[Extracted records]
*** Begin section ***
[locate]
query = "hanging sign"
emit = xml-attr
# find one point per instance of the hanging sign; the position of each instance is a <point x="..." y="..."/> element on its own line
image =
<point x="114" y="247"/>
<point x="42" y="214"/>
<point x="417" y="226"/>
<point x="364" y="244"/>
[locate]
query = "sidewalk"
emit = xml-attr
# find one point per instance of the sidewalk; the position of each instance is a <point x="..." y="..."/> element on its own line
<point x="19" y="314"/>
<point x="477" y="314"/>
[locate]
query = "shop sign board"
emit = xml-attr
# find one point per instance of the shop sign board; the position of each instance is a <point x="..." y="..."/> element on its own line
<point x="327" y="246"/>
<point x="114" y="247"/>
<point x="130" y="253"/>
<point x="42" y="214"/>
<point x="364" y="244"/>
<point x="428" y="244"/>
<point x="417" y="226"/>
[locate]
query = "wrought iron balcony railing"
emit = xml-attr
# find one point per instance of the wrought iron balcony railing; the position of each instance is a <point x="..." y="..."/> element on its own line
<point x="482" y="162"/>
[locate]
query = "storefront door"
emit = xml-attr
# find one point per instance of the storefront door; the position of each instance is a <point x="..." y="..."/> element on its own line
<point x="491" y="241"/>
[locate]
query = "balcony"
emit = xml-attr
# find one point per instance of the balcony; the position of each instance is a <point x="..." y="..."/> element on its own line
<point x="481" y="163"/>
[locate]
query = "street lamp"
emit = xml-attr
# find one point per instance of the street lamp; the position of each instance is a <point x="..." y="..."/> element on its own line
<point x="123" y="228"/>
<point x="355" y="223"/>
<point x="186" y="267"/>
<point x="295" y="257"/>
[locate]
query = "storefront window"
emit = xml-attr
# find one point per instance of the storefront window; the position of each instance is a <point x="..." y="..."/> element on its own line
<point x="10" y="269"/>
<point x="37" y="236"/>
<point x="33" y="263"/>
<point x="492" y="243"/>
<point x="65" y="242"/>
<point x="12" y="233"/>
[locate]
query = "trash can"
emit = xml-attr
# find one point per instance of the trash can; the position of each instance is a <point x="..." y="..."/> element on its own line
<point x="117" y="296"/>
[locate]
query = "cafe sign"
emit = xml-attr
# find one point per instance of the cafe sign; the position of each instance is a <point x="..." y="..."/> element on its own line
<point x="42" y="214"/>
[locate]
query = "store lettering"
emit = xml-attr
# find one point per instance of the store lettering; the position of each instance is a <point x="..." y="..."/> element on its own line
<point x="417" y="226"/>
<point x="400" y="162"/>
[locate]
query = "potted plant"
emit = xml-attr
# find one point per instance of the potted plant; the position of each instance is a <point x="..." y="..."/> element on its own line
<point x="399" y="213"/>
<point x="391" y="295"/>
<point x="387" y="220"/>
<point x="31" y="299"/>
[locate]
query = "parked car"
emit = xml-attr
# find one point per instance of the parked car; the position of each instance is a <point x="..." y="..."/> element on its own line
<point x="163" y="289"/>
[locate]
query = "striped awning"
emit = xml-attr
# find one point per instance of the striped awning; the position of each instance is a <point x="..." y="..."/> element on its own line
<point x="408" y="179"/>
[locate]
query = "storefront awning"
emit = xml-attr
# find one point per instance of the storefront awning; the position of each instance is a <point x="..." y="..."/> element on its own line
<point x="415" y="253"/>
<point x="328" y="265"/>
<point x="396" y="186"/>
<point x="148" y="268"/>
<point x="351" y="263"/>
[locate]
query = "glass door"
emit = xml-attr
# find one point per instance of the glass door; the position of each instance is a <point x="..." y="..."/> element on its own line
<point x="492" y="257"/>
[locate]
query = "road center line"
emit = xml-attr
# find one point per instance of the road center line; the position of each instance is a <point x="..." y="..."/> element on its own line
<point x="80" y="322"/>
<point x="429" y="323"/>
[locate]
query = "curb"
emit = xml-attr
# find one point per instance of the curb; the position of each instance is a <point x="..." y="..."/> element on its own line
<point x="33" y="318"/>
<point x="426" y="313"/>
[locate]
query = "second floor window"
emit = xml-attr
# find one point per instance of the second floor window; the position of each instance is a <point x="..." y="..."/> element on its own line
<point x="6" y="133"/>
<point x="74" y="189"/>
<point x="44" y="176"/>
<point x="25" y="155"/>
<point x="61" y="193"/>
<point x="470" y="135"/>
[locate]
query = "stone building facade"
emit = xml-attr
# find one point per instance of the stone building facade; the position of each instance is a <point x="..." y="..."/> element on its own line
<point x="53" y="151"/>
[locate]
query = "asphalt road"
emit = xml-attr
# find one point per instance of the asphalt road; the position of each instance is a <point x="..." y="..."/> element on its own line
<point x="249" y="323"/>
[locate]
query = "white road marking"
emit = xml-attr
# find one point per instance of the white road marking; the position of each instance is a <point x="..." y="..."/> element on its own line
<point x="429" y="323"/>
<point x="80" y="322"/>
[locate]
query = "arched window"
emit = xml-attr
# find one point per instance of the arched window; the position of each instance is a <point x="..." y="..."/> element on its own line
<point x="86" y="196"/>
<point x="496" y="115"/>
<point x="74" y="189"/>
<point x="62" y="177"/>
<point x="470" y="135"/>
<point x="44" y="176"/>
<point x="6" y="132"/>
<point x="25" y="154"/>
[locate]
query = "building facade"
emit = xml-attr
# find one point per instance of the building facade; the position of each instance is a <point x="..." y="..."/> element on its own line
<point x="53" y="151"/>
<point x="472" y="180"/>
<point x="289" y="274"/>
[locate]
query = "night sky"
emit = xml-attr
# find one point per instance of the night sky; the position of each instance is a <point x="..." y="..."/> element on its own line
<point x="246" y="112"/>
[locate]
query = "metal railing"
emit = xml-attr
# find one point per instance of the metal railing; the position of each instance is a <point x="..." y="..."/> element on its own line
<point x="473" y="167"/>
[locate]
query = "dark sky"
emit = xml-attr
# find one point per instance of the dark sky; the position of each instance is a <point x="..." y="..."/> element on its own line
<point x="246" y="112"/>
*** End section ***
• WORK INSTRUCTION: When the entries above show the word "hanging" in a line, copy that line out.

• EXERCISE RESULT:
query = "hanging sign"
# find one point per instance of the hanging sign; the position of each instance is a <point x="..." y="..."/> element on its own line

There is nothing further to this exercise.